**Source data:**
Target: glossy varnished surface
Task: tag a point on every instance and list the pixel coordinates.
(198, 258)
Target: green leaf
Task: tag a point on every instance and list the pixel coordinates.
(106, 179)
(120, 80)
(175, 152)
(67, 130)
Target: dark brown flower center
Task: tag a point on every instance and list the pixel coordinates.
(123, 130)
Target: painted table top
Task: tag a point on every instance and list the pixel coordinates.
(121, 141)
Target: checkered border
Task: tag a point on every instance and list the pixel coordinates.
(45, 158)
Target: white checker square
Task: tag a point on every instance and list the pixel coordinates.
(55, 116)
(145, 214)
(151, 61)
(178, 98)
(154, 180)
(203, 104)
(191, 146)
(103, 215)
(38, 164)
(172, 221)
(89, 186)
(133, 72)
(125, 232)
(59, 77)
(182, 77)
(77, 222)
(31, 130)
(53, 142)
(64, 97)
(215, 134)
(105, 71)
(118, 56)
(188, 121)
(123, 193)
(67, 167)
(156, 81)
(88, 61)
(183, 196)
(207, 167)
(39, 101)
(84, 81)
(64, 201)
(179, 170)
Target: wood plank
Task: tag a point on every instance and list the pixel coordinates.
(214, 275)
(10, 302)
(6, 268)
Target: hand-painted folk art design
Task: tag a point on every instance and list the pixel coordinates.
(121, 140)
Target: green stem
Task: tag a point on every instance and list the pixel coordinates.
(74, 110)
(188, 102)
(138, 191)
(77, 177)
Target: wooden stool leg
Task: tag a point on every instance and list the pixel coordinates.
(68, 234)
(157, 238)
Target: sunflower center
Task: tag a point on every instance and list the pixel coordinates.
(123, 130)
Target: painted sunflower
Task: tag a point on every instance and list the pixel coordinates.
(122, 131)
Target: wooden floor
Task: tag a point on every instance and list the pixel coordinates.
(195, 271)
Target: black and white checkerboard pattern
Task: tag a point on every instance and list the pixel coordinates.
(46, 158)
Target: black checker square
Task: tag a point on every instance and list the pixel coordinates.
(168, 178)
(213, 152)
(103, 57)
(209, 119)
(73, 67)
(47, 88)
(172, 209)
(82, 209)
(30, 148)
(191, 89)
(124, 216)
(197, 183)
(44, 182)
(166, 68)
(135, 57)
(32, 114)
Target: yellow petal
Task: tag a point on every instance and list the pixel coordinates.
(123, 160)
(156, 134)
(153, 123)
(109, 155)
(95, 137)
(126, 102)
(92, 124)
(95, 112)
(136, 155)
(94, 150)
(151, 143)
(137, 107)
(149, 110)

**Task objective:**
Rewrite everything from the line containing "Target: wooden floor" down to the end of the records, keeping each request as it is and multiplying every point coordinate in the answers by 2.25, with results rounded to whole numbers and halves rounded up.

**Answer to the task:**
Target: wooden floor
Task: tag a point on every instance and list the pixel coordinates.
(439, 610)
Target: black and white checkerboard pattern
Task: tag a point on every instance and list the pixel coordinates.
(104, 356)
Target: black checker square
Task: tag a point on every instance and list the pixel coordinates.
(378, 401)
(479, 342)
(232, 128)
(470, 268)
(164, 151)
(106, 198)
(387, 470)
(185, 470)
(68, 333)
(430, 200)
(279, 486)
(443, 412)
(99, 410)
(374, 153)
(304, 128)
(72, 257)
Target: yellow petal
Task: tag a point on every instance and list the pixel coordinates.
(277, 360)
(351, 302)
(344, 277)
(245, 349)
(214, 308)
(284, 230)
(207, 279)
(214, 252)
(306, 349)
(212, 338)
(340, 322)
(308, 241)
(335, 248)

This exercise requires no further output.